INPUT MATERIAL:
============================================================

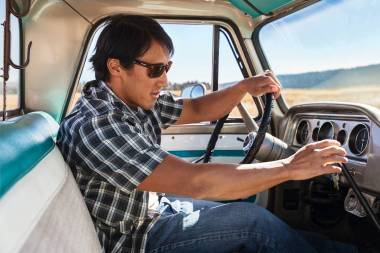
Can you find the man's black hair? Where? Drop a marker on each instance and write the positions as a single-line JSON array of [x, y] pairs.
[[126, 37]]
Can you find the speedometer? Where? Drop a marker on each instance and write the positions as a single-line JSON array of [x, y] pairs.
[[359, 139], [302, 134]]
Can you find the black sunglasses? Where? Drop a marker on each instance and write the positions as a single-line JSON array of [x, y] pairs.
[[154, 70]]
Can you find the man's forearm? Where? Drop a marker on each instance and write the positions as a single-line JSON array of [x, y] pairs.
[[227, 182], [218, 104]]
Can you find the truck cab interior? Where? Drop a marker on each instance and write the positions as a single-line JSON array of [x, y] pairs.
[[325, 54]]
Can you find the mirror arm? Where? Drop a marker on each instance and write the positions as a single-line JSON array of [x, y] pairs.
[[25, 64], [7, 48]]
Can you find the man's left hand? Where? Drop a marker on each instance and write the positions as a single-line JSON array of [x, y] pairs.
[[261, 84]]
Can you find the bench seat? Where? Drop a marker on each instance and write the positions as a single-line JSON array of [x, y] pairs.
[[41, 207]]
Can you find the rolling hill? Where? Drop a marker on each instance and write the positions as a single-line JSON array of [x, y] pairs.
[[358, 76]]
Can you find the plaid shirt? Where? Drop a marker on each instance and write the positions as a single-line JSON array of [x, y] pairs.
[[111, 148]]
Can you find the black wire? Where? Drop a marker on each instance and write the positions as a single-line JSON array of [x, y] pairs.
[[213, 139], [261, 132], [359, 195]]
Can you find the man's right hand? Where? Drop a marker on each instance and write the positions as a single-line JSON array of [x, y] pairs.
[[315, 159]]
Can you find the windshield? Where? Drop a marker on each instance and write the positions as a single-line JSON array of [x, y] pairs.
[[329, 51]]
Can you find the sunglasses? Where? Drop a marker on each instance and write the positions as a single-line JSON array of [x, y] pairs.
[[154, 70]]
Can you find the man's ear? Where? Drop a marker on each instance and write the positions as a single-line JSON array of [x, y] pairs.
[[114, 67]]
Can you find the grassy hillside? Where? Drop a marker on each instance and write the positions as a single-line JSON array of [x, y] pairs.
[[359, 76]]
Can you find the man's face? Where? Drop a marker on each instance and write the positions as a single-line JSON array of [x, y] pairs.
[[137, 88]]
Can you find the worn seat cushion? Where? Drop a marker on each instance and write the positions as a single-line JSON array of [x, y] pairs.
[[41, 207]]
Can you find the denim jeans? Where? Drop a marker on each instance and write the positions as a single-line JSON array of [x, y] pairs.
[[189, 225]]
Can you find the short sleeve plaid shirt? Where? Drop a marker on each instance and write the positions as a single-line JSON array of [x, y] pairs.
[[111, 148]]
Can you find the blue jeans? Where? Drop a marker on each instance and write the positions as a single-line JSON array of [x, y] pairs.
[[189, 225]]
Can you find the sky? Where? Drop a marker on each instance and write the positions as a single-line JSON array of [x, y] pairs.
[[328, 35]]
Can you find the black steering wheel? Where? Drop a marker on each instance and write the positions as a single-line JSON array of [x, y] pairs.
[[258, 140]]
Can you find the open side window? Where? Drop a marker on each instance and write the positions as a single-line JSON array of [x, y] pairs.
[[12, 89]]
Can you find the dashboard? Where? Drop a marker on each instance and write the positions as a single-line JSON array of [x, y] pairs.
[[355, 126]]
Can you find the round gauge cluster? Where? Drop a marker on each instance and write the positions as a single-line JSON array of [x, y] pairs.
[[326, 131], [302, 134], [357, 138]]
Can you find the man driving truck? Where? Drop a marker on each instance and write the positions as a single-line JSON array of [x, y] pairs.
[[111, 141]]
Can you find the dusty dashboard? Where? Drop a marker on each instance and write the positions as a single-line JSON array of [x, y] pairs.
[[356, 127]]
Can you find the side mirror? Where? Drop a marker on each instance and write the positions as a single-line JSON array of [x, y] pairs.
[[193, 91], [19, 8]]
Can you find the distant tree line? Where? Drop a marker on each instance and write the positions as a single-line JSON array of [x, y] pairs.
[[181, 86]]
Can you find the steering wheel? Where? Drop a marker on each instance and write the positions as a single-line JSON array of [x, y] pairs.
[[251, 126]]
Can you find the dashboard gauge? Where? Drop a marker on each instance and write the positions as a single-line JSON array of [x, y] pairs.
[[342, 136], [302, 134], [326, 131], [314, 135], [359, 139]]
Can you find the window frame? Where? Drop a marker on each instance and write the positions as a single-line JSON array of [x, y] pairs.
[[283, 106], [21, 75], [229, 27]]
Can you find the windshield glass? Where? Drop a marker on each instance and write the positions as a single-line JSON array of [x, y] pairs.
[[329, 51]]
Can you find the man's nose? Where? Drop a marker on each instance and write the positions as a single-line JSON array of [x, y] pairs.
[[163, 80]]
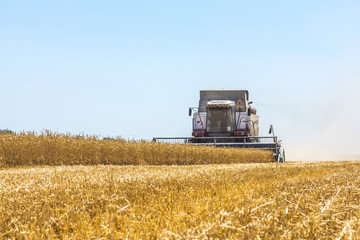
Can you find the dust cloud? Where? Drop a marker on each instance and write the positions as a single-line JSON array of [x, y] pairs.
[[332, 130]]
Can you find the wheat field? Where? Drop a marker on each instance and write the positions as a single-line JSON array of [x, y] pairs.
[[58, 186], [48, 148], [231, 201]]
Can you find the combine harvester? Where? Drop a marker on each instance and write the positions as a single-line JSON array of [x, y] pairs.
[[225, 118]]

============================================================

PROBLEM: Please rewrite all the items above with "Drop a marker" changed to "Place a marker", keeping everything else the same. Leave out the pictures.

SOLUTION TO THIS TASK:
Can you find the man's black hair? Where? Place a marker on each instance and write the positions as a single-line JSON array of [x, y] pairs.
[[126, 37]]
Can you find the speedometer? Where? Place a marker on each instance and write the positions as a single-line JSON array of [x, y] pairs.
[[359, 139], [302, 134]]
Can you find the black sunglasses? Where? Place a marker on each instance and write the positions as a single-line JSON array of [x, y] pairs.
[[154, 70]]
Can you find the man's forearm? Where? Place a marker on each instance and write the positions as a single-line JSON array of [x, y] pairs.
[[227, 182], [218, 104]]
Can you find the truck cab interior? Where? Place a marker on each instance and write the positions as a single-line JSON array of [x, y] pairs.
[[325, 54]]
Can you find the mirror arm? Where? Place a marker on each instance and write the positions as a single-line JSON array of [x, y] pairs.
[[25, 64], [7, 48]]
Can you find the man's left hand? Where? Place a marker on each instance and write the positions as a single-line JSON array of [x, y] pairs.
[[261, 84]]
Can you find the bench seat? Where? Place a marker on each instance and write the positions as a single-line JSON array of [x, y] pairs.
[[41, 207]]
Can you find the rolling hill? Where? Place a marker on each instance and write the positions as a single-line JSON array of [x, y] pairs.
[[358, 76]]
Can you find the plaid shirt? Where? Place a marker on each instance and write the positions as a single-line JSON array of [x, y] pairs.
[[111, 148]]
Can you find the black wire? Where? Place a marker on each instance and write the positions as a single-line JSON array of [x, y] pairs.
[[213, 139], [261, 132], [359, 195]]
Can you find the man's right hand? Where? Place a marker on each instance and write the positions as a single-line JSON array of [x, y] pairs.
[[315, 159]]
Can you find the windshield? Where? Place a marker on each instance and write the positions as a single-line JSON array of [x, y] pairs.
[[329, 51]]
Can you find the sunglasses? Where? Place a marker on each instance and write the positions as a single-line JSON array of [x, y] pairs.
[[154, 70]]
Can you find the man's ear? Where? Place a marker on each instance and write the positions as a single-line JSON array of [x, y] pairs.
[[114, 67]]
Can you find the grassy hillside? Where? Place a marker on each instance and write the positions as a single-line JSON array of [x, y] pairs.
[[359, 76]]
Can you find the man's face? Where? Place a marker on each instance and write the positions as a single-line JSON array of [x, y] pairs.
[[137, 88]]
Can you find the worn seat cushion? Where? Place a marker on each instance and write the positions as a single-line JSON array of [x, y] pairs.
[[41, 207]]
Can you find the denim jeans? Where? Place a marker on each instance and write the positions as a single-line JSON array of [x, y] pairs.
[[189, 225]]
Can you find the short sleeve plaid shirt? Where? Place a marker on each instance and write the positions as a single-line JSON array of [x, y] pairs.
[[111, 148]]
Can you find the blue jeans? Where? Place a marker on each instance and write the positions as a single-line JSON array of [x, y] pairs.
[[189, 225]]
Can you find the sky? Where? Place a marker on each instance and write the positions as a single-line JSON array of [x, y] pairs.
[[328, 35]]
Can you find the black steering wheel? Where? Place a marker on each instance and write the positions as a single-line JSON array of [x, y] pairs.
[[258, 140]]
Can you find the open side window? Where? Place a marker on each instance and write the positions as a single-line JSON array of [x, y] pairs.
[[12, 89]]
Can you find the dashboard? Where? Place a marker on each instance and write the positions as a single-line JSON array of [x, y] pairs.
[[355, 126]]
Can you find the round gauge cluster? Where? Place a marker on each instance and write the positions as a single-line JSON array of [x, y] pairs.
[[326, 131], [302, 134], [357, 138]]
Can you find the man driving truck? Where? Place a marker on each instance and write the positions as a single-line JSON array of [x, y] pairs.
[[111, 141]]
Can you find the dusty dashboard? Where? Place a marker on each instance and write the positions as a single-line JSON array of [x, y] pairs.
[[356, 127]]
Can you find the side mirror? Where? Place a marker on each instance and write the positions as a single-line JSON array of [x, y] pairs.
[[193, 91], [19, 8]]
Can you find the distant tree line? Where? Place a marker on each instance and write the positions as a single-line JSON array of [x, y] pairs.
[[181, 86]]
Can you find the steering wheel? Where? Place a marker on each instance and write the positions as a single-line JSON array of [x, y] pairs.
[[251, 126]]
Can you find the dashboard gauge? Where? Place a marker on each instance and write the positions as a single-line JSON array of [x, y] pairs.
[[342, 136], [302, 134], [326, 131], [314, 135], [359, 139]]
Can you find the window frame? Where? Place a marker on each instance and write the positions as a single-line JSON array of [x, y] pairs.
[[283, 106], [21, 75], [229, 27]]
Can you find the windshield glass? Where? Place a marker on each instance and write the positions as a single-line JSON array of [x, y] pairs.
[[329, 51]]
Can you find the man's nose? Where? Place a marker on each instance and write the positions as a single-line JSON array of [x, y] pairs.
[[163, 80]]
Can you find the dust cloud? Where? Place a marker on each instance and write the positions as a single-line JSON array of [x, y] pairs.
[[332, 130]]
Can you find the wheat field? Where? Place a marker on each instance and write the positions as a single-line JSON array of [x, y] pairs.
[[58, 186], [48, 148], [231, 201]]
Can you find the combine harvester? Where? Place a marker on each instance and write the positions as a single-line JSON array of [x, y] pairs.
[[225, 118]]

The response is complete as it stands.